WHAT THE TASK REQUIRES:
Repeat the records below exactly, line for line.

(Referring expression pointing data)
-.-.-
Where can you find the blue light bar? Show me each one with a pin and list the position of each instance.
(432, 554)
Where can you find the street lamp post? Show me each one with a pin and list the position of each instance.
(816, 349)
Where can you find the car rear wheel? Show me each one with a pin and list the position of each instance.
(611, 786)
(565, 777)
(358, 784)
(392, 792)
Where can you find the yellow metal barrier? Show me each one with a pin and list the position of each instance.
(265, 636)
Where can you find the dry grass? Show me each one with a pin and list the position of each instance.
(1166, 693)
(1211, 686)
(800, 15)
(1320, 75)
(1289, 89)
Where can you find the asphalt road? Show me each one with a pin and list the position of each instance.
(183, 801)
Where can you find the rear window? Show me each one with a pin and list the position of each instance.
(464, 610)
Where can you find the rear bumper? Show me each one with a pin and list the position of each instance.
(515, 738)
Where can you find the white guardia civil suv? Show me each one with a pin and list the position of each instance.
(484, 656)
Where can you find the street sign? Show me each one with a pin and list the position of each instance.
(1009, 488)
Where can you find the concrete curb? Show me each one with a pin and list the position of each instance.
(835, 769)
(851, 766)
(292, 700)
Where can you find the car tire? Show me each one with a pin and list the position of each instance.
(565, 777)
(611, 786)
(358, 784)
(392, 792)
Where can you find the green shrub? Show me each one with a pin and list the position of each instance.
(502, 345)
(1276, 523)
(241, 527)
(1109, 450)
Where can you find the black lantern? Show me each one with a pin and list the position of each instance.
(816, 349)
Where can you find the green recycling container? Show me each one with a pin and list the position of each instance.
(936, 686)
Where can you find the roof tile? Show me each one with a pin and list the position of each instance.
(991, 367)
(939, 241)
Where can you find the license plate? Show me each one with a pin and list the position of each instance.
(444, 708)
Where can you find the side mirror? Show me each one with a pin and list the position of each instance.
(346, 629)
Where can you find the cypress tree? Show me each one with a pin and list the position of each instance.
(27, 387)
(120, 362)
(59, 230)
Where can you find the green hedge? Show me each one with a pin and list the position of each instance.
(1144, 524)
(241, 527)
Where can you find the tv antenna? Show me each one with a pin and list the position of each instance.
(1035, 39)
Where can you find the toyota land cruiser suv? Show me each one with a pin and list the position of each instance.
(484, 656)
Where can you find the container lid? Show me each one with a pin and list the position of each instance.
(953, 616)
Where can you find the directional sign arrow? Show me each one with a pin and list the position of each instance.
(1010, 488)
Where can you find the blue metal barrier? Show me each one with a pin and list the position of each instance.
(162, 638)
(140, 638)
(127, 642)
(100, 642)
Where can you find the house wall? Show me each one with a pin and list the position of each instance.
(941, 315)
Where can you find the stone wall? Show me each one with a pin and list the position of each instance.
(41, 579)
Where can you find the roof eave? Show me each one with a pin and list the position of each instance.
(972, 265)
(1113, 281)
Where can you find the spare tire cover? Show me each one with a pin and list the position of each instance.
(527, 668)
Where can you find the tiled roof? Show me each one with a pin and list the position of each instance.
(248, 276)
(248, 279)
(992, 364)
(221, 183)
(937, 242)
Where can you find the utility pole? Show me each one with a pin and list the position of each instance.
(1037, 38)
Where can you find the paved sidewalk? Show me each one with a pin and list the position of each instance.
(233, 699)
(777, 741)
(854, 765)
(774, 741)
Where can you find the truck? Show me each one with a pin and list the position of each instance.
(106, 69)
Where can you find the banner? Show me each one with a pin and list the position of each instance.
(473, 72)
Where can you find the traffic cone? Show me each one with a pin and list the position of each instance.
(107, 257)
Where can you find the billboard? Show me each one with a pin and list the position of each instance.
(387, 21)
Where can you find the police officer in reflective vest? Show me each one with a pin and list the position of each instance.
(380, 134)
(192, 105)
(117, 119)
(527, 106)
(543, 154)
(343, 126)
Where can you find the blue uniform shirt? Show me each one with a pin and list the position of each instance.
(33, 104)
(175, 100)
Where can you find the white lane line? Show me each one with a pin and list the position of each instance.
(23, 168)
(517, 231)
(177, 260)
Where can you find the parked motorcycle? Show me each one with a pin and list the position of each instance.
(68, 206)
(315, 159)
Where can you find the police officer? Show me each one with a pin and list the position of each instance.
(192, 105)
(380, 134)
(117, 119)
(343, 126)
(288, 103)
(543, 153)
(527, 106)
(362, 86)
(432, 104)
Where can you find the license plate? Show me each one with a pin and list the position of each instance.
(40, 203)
-.-.-
RESPONSE BOX:
Where can you find the blue light bar? Show me each one with a pin and list the position of each instance.
(432, 554)
Where can you find the street lamp post? Show me each one with a pin and list the position of each instance.
(816, 349)
Where can you find the car rear wheel? Show me each one with a pin and list the position of each instance.
(611, 786)
(565, 777)
(358, 784)
(392, 792)
Where can you find the yellow metal barrier? Show me each one with a pin and list the position of each instance.
(265, 636)
Where can you find the dry grass? Show me each one with a pin and list the position of each instance.
(1166, 693)
(1211, 686)
(800, 15)
(1320, 75)
(1289, 89)
Where can you find the asphalt road? Show me each one with a pin and list the position of each instance.
(183, 801)
Where can you find the rear window? Show me each one with a pin and list the position of each instance.
(464, 610)
Where can you find the rear bumper? Show me each one with a pin and list the position of each instance.
(515, 738)
Where can you find the white guardia civil suv? Show me each one with a pin and list the position of each instance.
(484, 656)
Where can you find the street sign? Show me each one with a pin and list the position of each instance.
(1009, 488)
Where can you find the concrete curb? Show me each one with a pin and list the position of each instance.
(835, 769)
(851, 766)
(292, 700)
Where can you find the car tire? Show me each one with a pin and list the position of each instance.
(565, 777)
(611, 786)
(358, 784)
(392, 792)
Where can you find the green shrub? Show me each one with a pin and list the position of each instance.
(502, 345)
(1276, 523)
(241, 527)
(1109, 450)
Where can you find the black lantern? Show me each one with a pin and list the position of each instance.
(816, 349)
Where can you find the green recycling container? Show me each one with a pin and list the position of each instance.
(936, 686)
Where can you find the roof tile? Show me each one with a pin and list the position of each instance.
(991, 367)
(939, 241)
Where can you find the license plate? Show me each one with a pin and list the position of each instance.
(444, 708)
Where can you find the side mirror? Show me each one with a pin and list the position of each instance.
(346, 629)
Where can you find the cypress tree? Show me each one with a pin and list the position of each instance.
(27, 387)
(120, 362)
(59, 230)
Where can you find the green hedge? Show me each one with a pin and list the position of each instance.
(1144, 524)
(241, 527)
Where can you find the tv antenna? Show me each one with a pin and list the position of each instance.
(1035, 39)
Where can you find the toyota land cruiser suv? Show me each one with a pin and list the position of each instance.
(484, 656)
Where can you find the container lid? Show me each one with a pin and list the position of each instance.
(953, 616)
Where can you find the directional sign arrow? Show me each one with a pin and list the position of each instance.
(1010, 488)
Where can you find the blue metal barrier? Show me each one with a pin and list the position of each instance.
(162, 638)
(140, 638)
(127, 642)
(100, 642)
Where can you find the house wall? Show me each one with a pin and list the position of each instance.
(941, 315)
Where can you find the stone wall? Show me each one with a pin and list the position of each instance.
(41, 579)
Where can you find the roof eave? Show me each one with a pin and list the position of each instance.
(972, 265)
(1113, 281)
Where can you find the spare tire cover? Show me each one with a pin and list the position of each instance.
(527, 668)
Where can you find the tiled roof? Show me each one with a pin and list the position of each instance.
(248, 276)
(248, 279)
(992, 364)
(221, 183)
(937, 242)
Where can you find the utility pole? Show me each one with a pin and list the position of each instance.
(1037, 38)
Where can you find the paved sidewalk? Show me each one with a pin and list the position of each instance.
(233, 699)
(777, 741)
(854, 765)
(774, 741)
Where can you find the truck? Show me each one with a pin and list the position of each instance.
(106, 69)
Where can you find the banner? Show me each one with a pin and list the position of each instance.
(473, 72)
Where can you find the traffic cone? Show me each one with a pin and list the position of each instance.
(107, 257)
Where can you find the billboard? Show me each one with a pin and list the position of each instance.
(387, 21)
Where can you find the police officer in reflective vest? Show me each one with a pin and list the position of each instance.
(380, 134)
(192, 105)
(117, 119)
(527, 106)
(543, 154)
(343, 126)
Where can you find the blue uniform shirt? Show me each one with a pin and list the position of each instance.
(33, 104)
(175, 100)
Where can you find the white lane line? Show me each one with a pin and list the position of each instance.
(23, 168)
(517, 231)
(177, 260)
Where can you find the parked motorcycle? Show me each one with a pin and list the position of each instance.
(68, 206)
(315, 159)
Where can you find the police officer? Show me each one with a pin and list the position of each instance.
(192, 105)
(380, 134)
(117, 119)
(343, 126)
(288, 103)
(543, 153)
(527, 106)
(362, 86)
(432, 104)
Where can you find the license plate? Show me each one with a pin and list the position of each instance.
(40, 203)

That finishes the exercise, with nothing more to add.